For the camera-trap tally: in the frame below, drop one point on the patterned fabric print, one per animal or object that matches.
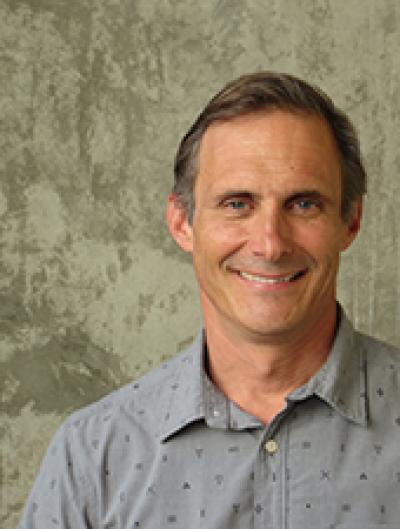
(170, 451)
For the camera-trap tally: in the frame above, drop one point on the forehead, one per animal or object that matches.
(280, 145)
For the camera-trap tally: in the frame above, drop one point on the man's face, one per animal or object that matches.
(267, 232)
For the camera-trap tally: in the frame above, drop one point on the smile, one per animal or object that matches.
(272, 280)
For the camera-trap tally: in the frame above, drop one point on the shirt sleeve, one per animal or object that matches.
(59, 497)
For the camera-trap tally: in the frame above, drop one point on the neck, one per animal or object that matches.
(258, 374)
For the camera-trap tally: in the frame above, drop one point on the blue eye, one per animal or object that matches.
(236, 204)
(306, 204)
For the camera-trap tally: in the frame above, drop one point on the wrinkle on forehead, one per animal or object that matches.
(292, 145)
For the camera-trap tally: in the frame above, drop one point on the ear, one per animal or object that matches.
(178, 223)
(353, 224)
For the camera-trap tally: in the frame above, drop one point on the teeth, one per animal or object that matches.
(270, 281)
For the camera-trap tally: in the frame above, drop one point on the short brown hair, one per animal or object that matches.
(263, 91)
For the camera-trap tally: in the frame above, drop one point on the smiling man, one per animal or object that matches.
(280, 415)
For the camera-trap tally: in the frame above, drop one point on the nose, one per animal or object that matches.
(271, 234)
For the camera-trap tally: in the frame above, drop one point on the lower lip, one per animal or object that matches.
(270, 287)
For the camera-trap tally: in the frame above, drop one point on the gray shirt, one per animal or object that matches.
(171, 452)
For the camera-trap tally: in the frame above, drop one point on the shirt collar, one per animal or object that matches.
(190, 396)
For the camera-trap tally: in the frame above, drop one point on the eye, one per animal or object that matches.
(236, 205)
(305, 206)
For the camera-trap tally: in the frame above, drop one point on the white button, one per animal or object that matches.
(271, 446)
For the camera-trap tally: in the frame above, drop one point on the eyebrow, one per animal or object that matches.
(240, 193)
(301, 193)
(309, 193)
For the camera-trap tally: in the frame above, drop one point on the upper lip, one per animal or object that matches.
(268, 276)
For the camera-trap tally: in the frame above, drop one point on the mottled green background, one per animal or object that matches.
(94, 97)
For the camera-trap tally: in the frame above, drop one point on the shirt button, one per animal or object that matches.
(271, 446)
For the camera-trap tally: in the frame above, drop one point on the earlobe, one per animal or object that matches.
(178, 223)
(354, 224)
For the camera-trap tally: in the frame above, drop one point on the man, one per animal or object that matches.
(279, 415)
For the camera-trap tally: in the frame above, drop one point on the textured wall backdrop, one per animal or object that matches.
(94, 97)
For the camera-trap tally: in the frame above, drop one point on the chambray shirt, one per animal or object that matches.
(171, 452)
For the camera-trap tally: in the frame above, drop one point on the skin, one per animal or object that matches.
(266, 240)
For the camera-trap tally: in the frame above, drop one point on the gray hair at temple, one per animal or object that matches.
(269, 91)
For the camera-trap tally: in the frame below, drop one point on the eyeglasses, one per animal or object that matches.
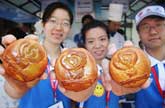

**Task:** All entries above should be returned exactly, apart from their pictures.

**Written solution:**
For the camera-trap tally: in the frame below, drop one point on the patterned fabric print, one per animal or object that matches.
(170, 451)
For the camera-trap tally: in the frame above, drop one point on the forehead, one per animal or object that matches.
(280, 145)
For the camera-trap tally: in the frame above, drop one point on the man's face, one per animal or object that matches.
(267, 232)
For the camera-trap tally: in the frame above, drop one point on the smile, one per animal or object that matches.
(272, 280)
For the camera-trap tally: in the frame above, drop one point on the shirt sleeve, one per animal or object that matches.
(59, 497)
For the camera-trap tally: in the frame above, drop one point on the neck, one per animal or object that matches.
(258, 374)
For the camera-trap tally: in the frame above, drop one point on the blue eye, one per animal or object that matches.
(236, 204)
(306, 204)
For the camera-trap tally: in the frame above, drop one point on the wrinkle on forehead, one per animal or object that matches.
(292, 145)
For the camera-trap tally: in the frame above, drop one point on the ear, one per animal or object that matches.
(178, 223)
(353, 224)
For the camera-trap tally: in the frame above, drop one point on the teeth, one per animal or object that matches.
(270, 281)
For the camera-trap tally: in the frame above, drop one point on the short brown hair, one per animal or object that matches.
(263, 91)
For the camera-trap tally: in the frame above, drop one point on the smiling man, one per animal or object that matches.
(280, 415)
For the camera-trap tally: in the frame above, drop one point on the nose, one per animal or object that matches.
(271, 234)
For the camera-trap tally: in the frame above, drop one point on the lower lip, one per animal or object that matches.
(270, 287)
For the camera-trap tally: in the frame above, drop one point on the gray shirt, one per animal or object that matches.
(171, 452)
For the camera-trap tally: in the frame above, drop one point on the shirt collar, one per animal or object that matches.
(190, 396)
For the camera-trap tally: in the frame above, drop one point on the eye, one per animal or object that matches.
(236, 205)
(305, 206)
For the camera-trap tally: in the frame above, drop one point on the white button, one per animal or object that matches.
(271, 446)
For the camera-trap tally: in the frame above, drop one point on the eyebrow, one per animal or object that matches.
(240, 193)
(301, 193)
(309, 193)
For the camera-trap tally: in the frame above, drop one point on the upper lip, one per animal or object that matches.
(268, 276)
For the camera-trap tally: in the frame above, drop one point on the mottled green background, one per animal or object that matches.
(94, 97)
For the camera-trap tally: in the frame above, drop one point on the shirt button, one per animal or object that matches.
(271, 446)
For the camera-trap tally: in the frame above, drop one point on the earlobe, one per animal or object that matches.
(178, 223)
(354, 224)
For the camera-trap tally: in the frame above, drop one point on the man, one per animal or object that matches.
(279, 415)
For the camera-trap tally: in the frame above, drop one point on the textured wall backdrop, one per animal or object that matches.
(94, 97)
For the camera-trap tally: in the frame above, drop one point on the chambray shirt, one per animal or object that matches.
(171, 452)
For the camera-trap tally: in the frame above, drop one point on the skin, one per animal or object that matches.
(266, 240)
For the camera-trap tally: in the frame above, drop one point on the gray hair at temple, one per animal or object that matches.
(269, 91)
For the camera-trap tally: in the frame below, drop one point on the eyeglasses, one per animal or object that matches.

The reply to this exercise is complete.